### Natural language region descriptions
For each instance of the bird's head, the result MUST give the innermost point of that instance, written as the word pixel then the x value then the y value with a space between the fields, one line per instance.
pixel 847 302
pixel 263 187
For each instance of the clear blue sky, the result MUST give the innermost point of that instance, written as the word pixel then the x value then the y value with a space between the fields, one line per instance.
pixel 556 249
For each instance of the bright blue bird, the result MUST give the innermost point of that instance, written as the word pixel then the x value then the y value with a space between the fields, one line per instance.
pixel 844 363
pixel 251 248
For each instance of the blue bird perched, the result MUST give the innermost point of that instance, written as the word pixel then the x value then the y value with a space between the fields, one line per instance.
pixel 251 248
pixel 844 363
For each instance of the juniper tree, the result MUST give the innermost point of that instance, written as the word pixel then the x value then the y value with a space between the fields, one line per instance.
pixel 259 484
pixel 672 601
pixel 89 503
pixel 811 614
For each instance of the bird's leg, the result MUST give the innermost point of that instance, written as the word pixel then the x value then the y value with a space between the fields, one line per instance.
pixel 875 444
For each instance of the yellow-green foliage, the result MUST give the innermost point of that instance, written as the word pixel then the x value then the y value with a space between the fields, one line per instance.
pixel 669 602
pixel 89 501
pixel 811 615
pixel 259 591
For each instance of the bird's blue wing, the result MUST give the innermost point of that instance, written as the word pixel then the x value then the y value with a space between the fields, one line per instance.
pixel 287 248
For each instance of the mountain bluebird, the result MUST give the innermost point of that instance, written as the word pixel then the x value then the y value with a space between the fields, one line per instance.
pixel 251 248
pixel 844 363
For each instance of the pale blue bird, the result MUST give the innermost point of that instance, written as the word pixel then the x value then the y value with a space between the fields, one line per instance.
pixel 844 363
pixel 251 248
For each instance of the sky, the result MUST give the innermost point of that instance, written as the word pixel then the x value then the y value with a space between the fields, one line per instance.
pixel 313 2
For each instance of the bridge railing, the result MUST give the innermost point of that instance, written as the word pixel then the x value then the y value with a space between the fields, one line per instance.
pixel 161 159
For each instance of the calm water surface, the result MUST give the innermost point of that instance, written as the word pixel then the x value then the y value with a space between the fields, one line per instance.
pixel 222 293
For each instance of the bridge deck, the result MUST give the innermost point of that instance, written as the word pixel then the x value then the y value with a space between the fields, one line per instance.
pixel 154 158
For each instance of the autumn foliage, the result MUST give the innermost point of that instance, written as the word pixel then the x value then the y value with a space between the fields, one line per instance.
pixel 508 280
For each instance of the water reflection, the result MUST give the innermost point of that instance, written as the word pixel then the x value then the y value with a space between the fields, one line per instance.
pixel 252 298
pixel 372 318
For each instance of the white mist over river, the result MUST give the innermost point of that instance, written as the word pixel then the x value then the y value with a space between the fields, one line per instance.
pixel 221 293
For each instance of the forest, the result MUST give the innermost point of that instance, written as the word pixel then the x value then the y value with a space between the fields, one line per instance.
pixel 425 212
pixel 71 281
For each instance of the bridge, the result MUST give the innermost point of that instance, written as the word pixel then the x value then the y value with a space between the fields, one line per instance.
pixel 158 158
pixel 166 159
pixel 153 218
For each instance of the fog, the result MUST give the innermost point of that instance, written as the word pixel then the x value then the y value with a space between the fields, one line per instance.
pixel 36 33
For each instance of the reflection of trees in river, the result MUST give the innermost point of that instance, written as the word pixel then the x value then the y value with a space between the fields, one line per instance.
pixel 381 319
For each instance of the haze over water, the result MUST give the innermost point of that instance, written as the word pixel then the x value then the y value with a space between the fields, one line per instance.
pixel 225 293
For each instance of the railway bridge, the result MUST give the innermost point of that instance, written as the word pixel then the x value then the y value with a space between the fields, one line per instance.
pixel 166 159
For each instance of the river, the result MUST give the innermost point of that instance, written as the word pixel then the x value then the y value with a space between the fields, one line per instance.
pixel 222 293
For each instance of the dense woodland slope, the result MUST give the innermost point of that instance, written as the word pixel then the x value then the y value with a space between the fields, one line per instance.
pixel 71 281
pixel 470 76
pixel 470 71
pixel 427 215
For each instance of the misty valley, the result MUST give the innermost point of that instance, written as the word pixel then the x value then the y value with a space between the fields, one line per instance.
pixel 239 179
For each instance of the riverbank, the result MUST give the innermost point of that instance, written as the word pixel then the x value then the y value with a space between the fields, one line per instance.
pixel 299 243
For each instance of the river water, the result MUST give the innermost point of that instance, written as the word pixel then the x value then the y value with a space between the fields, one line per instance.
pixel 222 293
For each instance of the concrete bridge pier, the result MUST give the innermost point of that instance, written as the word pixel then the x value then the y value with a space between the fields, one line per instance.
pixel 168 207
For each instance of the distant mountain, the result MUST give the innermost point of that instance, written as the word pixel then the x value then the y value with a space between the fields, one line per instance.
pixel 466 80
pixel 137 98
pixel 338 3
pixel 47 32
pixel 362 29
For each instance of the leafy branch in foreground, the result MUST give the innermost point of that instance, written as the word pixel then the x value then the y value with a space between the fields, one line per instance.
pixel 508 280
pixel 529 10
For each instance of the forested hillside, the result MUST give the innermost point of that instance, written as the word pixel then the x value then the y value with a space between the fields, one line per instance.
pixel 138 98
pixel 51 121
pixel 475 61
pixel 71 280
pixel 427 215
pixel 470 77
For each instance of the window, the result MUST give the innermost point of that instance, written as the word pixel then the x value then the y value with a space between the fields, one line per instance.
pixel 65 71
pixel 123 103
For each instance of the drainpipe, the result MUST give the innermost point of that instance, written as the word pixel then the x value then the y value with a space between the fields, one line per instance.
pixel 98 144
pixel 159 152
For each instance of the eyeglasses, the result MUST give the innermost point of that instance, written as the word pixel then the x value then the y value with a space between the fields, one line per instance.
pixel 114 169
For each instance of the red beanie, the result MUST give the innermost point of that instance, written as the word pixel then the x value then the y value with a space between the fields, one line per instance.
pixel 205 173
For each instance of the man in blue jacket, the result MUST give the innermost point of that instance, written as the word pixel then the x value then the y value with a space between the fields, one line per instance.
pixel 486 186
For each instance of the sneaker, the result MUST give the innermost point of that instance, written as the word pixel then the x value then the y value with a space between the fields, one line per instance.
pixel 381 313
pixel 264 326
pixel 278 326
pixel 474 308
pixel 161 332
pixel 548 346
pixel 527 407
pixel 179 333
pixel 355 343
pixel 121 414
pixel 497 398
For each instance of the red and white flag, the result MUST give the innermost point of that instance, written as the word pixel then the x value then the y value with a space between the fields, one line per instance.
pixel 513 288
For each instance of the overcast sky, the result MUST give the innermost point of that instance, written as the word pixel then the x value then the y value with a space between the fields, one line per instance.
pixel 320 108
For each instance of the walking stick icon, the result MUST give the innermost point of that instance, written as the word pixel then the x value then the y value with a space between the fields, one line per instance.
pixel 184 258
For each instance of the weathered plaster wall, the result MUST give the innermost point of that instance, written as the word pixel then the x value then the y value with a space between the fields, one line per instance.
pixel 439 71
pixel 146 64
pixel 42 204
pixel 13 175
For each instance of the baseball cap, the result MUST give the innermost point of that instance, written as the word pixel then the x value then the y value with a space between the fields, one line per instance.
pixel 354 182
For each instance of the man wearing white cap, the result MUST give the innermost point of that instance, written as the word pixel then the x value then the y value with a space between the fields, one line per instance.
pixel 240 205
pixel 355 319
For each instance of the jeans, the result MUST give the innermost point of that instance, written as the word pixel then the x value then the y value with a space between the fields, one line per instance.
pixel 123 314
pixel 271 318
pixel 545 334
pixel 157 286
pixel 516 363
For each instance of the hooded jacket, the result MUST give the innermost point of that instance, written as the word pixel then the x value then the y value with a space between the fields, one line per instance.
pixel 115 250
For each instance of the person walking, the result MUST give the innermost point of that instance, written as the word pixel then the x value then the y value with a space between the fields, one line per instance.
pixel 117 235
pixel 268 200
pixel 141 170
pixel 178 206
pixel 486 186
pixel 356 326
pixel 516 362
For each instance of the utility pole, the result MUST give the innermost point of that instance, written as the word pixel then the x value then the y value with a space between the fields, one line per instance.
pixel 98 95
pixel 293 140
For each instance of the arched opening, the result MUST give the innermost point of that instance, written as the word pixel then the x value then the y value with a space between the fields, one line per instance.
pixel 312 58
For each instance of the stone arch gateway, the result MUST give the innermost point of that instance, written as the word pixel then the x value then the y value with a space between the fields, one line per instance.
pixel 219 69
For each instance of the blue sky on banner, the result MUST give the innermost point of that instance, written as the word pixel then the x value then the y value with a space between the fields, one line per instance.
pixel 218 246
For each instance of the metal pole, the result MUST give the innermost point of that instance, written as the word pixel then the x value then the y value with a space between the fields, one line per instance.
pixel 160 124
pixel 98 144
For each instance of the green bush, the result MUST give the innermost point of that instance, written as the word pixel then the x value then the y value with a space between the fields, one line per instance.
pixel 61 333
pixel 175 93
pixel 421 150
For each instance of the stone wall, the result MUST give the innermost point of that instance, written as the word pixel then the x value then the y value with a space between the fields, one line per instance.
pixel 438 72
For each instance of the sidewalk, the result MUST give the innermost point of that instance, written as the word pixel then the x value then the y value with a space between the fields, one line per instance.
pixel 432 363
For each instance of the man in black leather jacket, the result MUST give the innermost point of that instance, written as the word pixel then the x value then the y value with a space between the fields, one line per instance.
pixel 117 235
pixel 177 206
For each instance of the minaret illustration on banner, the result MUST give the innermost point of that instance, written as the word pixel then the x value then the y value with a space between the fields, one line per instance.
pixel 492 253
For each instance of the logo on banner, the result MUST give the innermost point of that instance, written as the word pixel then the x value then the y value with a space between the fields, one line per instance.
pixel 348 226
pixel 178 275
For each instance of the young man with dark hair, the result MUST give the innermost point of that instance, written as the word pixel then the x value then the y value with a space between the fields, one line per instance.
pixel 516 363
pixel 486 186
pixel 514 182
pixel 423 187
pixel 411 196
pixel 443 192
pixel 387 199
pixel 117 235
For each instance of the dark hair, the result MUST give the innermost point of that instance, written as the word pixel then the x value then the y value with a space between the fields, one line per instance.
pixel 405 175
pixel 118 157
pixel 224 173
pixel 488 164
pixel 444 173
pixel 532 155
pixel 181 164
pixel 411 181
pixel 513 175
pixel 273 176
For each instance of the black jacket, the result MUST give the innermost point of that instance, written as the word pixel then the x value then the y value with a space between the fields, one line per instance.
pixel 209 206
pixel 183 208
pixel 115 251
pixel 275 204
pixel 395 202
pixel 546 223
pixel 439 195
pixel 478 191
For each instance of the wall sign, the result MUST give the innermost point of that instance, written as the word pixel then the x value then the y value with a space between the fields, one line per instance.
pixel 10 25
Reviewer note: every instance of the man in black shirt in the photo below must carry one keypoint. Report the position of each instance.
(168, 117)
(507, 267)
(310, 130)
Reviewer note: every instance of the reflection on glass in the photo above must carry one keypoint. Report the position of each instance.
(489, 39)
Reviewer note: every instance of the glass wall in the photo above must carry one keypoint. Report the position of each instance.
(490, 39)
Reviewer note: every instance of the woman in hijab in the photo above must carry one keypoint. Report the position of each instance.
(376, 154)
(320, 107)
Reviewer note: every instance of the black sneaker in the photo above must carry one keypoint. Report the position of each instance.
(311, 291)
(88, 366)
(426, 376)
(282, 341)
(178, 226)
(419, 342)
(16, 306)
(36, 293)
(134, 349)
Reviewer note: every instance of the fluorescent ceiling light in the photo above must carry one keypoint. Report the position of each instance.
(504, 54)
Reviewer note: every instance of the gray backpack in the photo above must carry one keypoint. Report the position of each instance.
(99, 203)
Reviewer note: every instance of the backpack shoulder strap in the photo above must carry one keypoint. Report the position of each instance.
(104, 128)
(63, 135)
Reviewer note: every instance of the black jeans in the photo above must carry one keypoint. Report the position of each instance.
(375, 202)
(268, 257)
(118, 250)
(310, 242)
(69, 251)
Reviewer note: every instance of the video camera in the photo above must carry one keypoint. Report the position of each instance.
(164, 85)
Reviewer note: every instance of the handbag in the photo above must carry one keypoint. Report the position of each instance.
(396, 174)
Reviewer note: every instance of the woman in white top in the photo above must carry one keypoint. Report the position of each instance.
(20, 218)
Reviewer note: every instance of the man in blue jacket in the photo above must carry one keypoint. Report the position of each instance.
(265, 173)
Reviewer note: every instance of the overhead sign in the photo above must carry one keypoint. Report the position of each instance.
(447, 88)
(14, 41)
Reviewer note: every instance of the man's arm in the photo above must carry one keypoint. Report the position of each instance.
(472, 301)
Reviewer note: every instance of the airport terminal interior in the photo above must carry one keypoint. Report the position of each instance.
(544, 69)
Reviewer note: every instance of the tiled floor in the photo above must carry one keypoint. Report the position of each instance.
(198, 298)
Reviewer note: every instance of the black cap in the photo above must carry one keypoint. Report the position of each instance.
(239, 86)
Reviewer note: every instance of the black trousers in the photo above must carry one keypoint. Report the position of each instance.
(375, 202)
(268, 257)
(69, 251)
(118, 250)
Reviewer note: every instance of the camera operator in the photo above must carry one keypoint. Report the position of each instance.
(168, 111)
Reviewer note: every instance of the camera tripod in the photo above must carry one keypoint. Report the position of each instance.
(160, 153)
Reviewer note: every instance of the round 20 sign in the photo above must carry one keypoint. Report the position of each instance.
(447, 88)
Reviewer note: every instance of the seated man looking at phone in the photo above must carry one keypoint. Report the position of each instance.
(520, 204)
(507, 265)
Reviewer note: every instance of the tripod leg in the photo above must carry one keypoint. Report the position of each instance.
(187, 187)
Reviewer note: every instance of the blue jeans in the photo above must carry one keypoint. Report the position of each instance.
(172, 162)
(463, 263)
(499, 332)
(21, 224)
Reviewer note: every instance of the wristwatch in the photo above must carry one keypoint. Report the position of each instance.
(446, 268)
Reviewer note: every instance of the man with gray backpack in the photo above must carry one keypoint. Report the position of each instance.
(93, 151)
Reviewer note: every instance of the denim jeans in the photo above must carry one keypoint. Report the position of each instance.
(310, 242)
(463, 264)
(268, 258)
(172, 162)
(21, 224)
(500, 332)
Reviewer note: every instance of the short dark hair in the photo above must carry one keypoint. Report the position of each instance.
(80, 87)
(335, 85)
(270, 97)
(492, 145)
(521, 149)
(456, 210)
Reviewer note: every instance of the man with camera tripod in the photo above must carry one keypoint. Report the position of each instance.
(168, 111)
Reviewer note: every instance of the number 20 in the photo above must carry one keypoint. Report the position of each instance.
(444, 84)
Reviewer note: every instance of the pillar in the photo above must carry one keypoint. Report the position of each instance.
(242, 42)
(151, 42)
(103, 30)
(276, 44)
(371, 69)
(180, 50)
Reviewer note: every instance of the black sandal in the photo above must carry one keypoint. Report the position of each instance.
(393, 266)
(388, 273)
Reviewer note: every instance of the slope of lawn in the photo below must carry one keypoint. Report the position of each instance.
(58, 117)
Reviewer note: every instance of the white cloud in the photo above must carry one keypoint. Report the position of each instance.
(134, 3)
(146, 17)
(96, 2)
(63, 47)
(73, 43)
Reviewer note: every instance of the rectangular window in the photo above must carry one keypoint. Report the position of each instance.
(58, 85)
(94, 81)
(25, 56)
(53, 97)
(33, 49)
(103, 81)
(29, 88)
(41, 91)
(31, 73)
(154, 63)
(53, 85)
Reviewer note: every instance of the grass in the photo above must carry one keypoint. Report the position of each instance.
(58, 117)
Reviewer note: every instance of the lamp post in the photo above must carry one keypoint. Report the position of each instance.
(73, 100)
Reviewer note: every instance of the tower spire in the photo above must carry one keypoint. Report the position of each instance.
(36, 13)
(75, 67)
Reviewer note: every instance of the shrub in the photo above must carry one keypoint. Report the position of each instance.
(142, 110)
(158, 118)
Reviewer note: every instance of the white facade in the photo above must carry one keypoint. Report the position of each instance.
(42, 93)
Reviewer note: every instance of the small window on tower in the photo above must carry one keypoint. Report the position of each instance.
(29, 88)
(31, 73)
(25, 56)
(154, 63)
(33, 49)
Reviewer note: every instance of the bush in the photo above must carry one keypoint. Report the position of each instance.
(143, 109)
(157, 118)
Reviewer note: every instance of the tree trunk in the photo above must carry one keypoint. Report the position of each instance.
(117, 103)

### WORK ORDER
All lines from the one containing "Reviewer note: every instance of the grass" to the last line above should be reproduced exactly, and no other lines should be given.

### RESULT FOR THIS EXERCISE
Reviewer note: every instance of the grass in the photo above must carry one keypoint. Report the position of each instance.
(58, 117)
Reviewer note: every instance of the lamp post in the photo above must carry one keypoint. Report the position of each instance.
(73, 100)
Reviewer note: every instance of the tower spire in the photo above must carry one keypoint. Report the position of each instance.
(36, 13)
(75, 67)
Reviewer note: every instance of the shrub in the photo above must carry one keypoint. Report the position of each instance.
(142, 110)
(158, 118)
Reviewer note: every instance of the white facade in the photo above must carry one keypoint. Report the position of each instance.
(42, 93)
Reviewer note: every instance of the small window on tower in the photo above must carry one keypoint. Report the position of each instance.
(29, 88)
(31, 73)
(25, 56)
(154, 63)
(33, 49)
Reviewer note: every instance of the bush in the photo above must carry one keypoint. Report the position of each instance.
(143, 109)
(157, 118)
Reviewer note: every instance of the tree trunk in the photo above must carry one keypoint. Report the position of each instance.
(117, 103)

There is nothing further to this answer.